— Start Data for the task —

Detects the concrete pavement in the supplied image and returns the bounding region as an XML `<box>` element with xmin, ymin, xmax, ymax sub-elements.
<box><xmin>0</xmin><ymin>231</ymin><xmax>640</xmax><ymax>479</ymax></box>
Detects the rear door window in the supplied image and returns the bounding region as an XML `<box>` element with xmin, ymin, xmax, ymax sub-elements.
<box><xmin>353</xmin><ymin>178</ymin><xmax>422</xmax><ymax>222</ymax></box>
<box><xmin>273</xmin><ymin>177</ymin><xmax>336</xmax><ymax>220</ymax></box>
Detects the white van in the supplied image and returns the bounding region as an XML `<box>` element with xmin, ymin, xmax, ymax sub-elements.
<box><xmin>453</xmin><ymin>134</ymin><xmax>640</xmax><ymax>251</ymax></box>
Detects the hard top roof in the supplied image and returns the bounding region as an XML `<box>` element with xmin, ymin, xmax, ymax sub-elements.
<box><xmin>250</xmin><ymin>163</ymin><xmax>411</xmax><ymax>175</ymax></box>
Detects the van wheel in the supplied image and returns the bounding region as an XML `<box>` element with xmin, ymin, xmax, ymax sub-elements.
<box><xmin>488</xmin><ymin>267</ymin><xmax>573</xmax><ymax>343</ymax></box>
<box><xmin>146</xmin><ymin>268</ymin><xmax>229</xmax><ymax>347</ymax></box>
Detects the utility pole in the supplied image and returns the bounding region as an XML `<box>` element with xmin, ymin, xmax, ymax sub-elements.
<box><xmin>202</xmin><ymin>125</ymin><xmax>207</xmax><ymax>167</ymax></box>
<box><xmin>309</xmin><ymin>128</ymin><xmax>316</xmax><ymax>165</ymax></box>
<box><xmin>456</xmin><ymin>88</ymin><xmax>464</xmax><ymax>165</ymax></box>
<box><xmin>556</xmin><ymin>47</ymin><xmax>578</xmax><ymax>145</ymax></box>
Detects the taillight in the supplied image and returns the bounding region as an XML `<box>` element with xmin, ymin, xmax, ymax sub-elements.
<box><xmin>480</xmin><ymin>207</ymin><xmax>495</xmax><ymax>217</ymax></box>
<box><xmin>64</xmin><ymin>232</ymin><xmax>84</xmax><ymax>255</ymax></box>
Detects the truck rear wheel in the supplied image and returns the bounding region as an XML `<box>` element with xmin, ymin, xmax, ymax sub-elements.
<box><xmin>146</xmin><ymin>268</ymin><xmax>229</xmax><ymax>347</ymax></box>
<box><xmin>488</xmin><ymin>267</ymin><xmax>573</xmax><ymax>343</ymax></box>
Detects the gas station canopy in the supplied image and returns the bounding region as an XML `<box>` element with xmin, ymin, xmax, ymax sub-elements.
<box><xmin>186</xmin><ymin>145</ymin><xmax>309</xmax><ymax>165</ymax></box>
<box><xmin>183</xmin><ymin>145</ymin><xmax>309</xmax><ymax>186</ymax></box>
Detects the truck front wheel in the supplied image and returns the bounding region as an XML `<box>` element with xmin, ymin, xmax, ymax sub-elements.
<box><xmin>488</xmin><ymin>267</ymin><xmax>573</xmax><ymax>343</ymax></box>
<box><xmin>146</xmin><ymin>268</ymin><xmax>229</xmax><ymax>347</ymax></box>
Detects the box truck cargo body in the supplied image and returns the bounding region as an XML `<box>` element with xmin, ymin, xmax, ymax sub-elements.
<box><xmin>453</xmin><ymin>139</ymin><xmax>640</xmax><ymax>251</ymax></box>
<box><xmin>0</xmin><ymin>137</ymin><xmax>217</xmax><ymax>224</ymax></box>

— End Data for the task —

Description of the task =
Please convert the entries above into a two-column CSV with the header row instruction,result. Give one row per entry, with its text in the instruction field and its answer in the result field, each in double quotes and with line breaks replaced by spaces.

Correct output =
instruction,result
"Detects the concrete pavement in the supplied image and returns the bounding region as an XML `<box>` element with xmin, ymin, xmax, ymax sub-elements.","<box><xmin>0</xmin><ymin>231</ymin><xmax>640</xmax><ymax>479</ymax></box>"
"Detects the rear door window in the supplied image and returns the bounding region as an XML `<box>` element with xmin, ymin, xmax, ymax sub-elements.","<box><xmin>353</xmin><ymin>178</ymin><xmax>422</xmax><ymax>222</ymax></box> <box><xmin>273</xmin><ymin>177</ymin><xmax>336</xmax><ymax>220</ymax></box>"
"Detects the white van in the supplied image and returns the bounding region as an XML `<box>` element with xmin, ymin, xmax, ymax sub-elements.","<box><xmin>453</xmin><ymin>134</ymin><xmax>640</xmax><ymax>251</ymax></box>"
"Detects the hard top roof in the supplied image and returns the bounding region as an XML `<box>` element with xmin, ymin, xmax, ymax sub-elements.","<box><xmin>250</xmin><ymin>163</ymin><xmax>411</xmax><ymax>175</ymax></box>"
"Detects the van wheel in the supplied image and returns the bounding region as an XML `<box>` element with xmin, ymin, xmax, ymax sub-elements.","<box><xmin>488</xmin><ymin>267</ymin><xmax>573</xmax><ymax>343</ymax></box> <box><xmin>146</xmin><ymin>268</ymin><xmax>229</xmax><ymax>347</ymax></box>"
"Detects the utility pole in the supplied image and returns the bounding region as an XML `<box>` element with xmin, ymin, xmax, ymax sub-elements.","<box><xmin>202</xmin><ymin>125</ymin><xmax>207</xmax><ymax>167</ymax></box> <box><xmin>309</xmin><ymin>128</ymin><xmax>316</xmax><ymax>165</ymax></box> <box><xmin>456</xmin><ymin>88</ymin><xmax>464</xmax><ymax>165</ymax></box> <box><xmin>556</xmin><ymin>47</ymin><xmax>578</xmax><ymax>145</ymax></box>"
"Detects the taillight in the supplied image and returns the bounding region as an XML `<box>` element with xmin, ymin, xmax, ymax sub-elements.","<box><xmin>480</xmin><ymin>207</ymin><xmax>495</xmax><ymax>217</ymax></box> <box><xmin>64</xmin><ymin>232</ymin><xmax>84</xmax><ymax>255</ymax></box>"
"Detects the truck rear wheel in the supplied image and returns the bounding region as an XML `<box>` element with xmin, ymin, xmax, ymax sub-elements.","<box><xmin>146</xmin><ymin>268</ymin><xmax>229</xmax><ymax>347</ymax></box> <box><xmin>488</xmin><ymin>267</ymin><xmax>573</xmax><ymax>343</ymax></box>"
"Detects the gas station canopy in the supplied image and returns the bounding region as an XML `<box>` element with xmin, ymin, xmax, ymax sub-elements.","<box><xmin>186</xmin><ymin>145</ymin><xmax>309</xmax><ymax>165</ymax></box> <box><xmin>183</xmin><ymin>145</ymin><xmax>309</xmax><ymax>186</ymax></box>"
"Detects the truck front wheel in the supplied image and returns the bounding region as an XML `<box>` element with xmin, ymin, xmax, ymax sub-elements.","<box><xmin>488</xmin><ymin>267</ymin><xmax>573</xmax><ymax>343</ymax></box> <box><xmin>146</xmin><ymin>268</ymin><xmax>229</xmax><ymax>347</ymax></box>"
"Detects the box truck cargo body in the supplied image and returns the bounding region as an XML `<box>` element with xmin, ymin, xmax, ymax sub-elements.","<box><xmin>453</xmin><ymin>139</ymin><xmax>640</xmax><ymax>251</ymax></box> <box><xmin>0</xmin><ymin>137</ymin><xmax>217</xmax><ymax>224</ymax></box>"